## Problem to work on
Pick out each line in the records below that contains the word "under" with the same capitalization, and copy those lines out in full.

## Input rows
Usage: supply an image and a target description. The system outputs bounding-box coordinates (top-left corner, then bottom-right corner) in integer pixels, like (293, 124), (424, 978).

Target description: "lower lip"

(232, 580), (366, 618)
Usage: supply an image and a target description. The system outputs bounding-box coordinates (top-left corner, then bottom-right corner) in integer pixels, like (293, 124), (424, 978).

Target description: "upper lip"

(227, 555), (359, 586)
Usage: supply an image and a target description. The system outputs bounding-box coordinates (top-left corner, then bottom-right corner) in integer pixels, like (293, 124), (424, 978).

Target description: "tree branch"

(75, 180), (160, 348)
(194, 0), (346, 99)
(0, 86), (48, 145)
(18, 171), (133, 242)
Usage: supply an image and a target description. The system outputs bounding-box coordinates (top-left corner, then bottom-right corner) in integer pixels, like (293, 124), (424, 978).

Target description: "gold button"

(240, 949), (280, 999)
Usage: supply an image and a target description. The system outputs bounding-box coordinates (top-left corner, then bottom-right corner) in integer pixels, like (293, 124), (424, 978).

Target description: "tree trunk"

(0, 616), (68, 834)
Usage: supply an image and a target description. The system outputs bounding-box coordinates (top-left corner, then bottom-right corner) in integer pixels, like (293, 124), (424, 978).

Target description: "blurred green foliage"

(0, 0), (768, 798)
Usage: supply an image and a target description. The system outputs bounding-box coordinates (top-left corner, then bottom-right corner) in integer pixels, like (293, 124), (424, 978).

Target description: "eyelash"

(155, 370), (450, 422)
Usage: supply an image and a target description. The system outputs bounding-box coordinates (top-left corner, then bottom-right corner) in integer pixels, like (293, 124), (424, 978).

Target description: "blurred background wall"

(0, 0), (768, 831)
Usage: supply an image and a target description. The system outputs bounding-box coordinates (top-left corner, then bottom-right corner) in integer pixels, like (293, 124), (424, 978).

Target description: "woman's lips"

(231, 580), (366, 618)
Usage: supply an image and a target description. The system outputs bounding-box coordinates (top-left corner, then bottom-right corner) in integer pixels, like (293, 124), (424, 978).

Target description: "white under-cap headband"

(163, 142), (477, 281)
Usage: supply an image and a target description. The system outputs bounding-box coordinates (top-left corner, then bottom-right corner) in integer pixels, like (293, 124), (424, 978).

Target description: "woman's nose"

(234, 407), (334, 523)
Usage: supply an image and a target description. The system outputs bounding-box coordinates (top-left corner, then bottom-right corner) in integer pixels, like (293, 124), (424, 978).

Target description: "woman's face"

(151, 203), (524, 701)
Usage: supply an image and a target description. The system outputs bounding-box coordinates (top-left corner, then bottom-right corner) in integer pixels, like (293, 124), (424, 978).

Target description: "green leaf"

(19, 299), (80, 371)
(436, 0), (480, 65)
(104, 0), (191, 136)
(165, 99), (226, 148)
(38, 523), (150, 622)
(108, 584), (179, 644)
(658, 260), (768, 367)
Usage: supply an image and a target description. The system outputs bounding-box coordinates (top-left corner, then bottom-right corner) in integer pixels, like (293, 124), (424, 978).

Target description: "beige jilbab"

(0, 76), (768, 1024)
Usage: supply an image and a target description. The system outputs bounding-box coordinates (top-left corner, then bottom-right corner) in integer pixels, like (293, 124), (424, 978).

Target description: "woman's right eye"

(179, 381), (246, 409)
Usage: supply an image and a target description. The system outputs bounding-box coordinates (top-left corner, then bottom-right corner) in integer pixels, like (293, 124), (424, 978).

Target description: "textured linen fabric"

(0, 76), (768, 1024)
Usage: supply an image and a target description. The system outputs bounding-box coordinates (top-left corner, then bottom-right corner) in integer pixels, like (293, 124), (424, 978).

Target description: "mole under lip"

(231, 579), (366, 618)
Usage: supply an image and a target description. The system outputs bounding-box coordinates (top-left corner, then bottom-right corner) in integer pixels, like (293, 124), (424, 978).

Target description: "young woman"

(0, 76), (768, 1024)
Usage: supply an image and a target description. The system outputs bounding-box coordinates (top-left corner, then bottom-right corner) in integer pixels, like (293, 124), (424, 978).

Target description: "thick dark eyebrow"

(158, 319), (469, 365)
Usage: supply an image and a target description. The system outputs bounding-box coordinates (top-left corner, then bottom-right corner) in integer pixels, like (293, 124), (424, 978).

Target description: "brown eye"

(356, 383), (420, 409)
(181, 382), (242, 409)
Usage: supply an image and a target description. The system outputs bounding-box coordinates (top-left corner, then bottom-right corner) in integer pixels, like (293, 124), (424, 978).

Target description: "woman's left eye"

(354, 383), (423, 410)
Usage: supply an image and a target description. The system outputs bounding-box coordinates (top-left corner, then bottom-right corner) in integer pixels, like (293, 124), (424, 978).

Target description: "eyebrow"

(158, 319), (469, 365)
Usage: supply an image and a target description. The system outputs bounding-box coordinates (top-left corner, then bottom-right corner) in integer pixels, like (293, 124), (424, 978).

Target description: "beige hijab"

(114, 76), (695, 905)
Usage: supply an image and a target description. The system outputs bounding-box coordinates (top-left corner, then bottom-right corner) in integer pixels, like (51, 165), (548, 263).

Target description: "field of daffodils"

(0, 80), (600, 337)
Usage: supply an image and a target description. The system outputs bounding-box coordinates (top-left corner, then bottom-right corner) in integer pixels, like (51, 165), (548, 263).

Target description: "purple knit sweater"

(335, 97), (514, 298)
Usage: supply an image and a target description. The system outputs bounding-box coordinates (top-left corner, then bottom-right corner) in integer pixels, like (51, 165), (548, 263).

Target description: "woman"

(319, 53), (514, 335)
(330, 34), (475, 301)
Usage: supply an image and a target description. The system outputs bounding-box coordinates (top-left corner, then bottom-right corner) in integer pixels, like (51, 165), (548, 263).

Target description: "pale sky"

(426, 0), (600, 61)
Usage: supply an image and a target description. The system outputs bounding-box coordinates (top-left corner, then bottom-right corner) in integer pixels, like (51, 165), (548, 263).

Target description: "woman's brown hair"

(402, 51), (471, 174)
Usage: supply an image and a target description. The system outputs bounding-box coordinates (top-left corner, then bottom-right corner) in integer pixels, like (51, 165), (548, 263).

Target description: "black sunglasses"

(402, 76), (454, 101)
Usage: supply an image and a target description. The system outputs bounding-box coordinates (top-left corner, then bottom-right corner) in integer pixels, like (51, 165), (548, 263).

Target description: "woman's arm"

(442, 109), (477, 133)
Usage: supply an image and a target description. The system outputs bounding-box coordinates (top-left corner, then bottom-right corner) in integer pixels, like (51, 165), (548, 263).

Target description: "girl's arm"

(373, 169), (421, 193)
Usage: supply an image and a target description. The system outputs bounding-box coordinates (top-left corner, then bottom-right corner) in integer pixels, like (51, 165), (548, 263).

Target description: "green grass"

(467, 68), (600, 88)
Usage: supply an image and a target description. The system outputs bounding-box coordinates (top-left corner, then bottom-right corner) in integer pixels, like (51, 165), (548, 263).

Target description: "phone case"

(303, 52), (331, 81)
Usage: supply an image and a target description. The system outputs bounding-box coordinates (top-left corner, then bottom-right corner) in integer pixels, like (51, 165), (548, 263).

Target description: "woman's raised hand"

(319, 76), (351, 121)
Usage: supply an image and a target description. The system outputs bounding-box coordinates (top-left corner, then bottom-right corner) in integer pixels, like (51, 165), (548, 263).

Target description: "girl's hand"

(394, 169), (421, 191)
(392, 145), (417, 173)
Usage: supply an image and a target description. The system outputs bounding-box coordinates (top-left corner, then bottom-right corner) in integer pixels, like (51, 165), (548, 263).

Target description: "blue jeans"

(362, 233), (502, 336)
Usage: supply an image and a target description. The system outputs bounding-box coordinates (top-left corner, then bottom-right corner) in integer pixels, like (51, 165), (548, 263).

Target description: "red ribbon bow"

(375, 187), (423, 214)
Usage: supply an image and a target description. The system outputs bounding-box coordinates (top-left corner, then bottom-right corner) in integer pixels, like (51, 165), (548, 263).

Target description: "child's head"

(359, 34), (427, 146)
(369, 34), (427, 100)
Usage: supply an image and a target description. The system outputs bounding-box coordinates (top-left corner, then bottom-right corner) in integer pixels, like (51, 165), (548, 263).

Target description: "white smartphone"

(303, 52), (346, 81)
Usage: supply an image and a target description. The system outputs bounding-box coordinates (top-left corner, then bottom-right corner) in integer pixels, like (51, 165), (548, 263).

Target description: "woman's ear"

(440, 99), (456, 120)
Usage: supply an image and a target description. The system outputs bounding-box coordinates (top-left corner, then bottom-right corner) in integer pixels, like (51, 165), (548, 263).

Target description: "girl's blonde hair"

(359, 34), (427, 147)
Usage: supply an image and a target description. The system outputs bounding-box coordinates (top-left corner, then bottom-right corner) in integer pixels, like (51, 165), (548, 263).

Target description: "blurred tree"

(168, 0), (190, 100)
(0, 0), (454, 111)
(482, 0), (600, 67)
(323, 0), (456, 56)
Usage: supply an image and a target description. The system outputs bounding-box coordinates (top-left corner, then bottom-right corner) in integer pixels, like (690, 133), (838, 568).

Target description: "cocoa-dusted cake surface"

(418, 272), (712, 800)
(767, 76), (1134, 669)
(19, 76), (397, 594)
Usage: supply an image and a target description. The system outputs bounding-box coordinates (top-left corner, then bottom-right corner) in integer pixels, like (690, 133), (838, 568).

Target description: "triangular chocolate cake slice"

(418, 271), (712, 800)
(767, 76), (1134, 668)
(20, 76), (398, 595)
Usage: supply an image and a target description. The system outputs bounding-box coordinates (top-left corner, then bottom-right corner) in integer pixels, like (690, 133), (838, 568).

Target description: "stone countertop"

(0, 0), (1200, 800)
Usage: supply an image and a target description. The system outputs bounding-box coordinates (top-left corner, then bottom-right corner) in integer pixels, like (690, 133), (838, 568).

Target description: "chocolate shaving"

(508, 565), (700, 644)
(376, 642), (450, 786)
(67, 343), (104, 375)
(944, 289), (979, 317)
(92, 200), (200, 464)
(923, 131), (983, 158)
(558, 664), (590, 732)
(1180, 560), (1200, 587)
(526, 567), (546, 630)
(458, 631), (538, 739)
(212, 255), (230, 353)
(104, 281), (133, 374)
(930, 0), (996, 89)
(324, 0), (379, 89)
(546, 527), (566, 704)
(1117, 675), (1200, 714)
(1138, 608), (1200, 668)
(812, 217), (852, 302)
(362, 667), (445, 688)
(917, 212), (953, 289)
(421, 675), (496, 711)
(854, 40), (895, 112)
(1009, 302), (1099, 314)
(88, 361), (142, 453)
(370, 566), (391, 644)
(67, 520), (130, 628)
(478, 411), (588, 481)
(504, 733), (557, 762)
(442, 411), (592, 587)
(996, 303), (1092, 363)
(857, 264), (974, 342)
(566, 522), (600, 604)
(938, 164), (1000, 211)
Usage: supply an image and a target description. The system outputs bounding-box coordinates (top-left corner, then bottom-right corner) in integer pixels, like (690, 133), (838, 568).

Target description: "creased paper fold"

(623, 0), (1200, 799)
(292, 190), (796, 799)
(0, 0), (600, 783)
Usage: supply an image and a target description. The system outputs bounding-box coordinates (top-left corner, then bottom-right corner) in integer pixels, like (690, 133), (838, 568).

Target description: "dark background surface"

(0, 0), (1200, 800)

## Complete answer
Target description: "white under-cap headband"
Target description: "mole under lip"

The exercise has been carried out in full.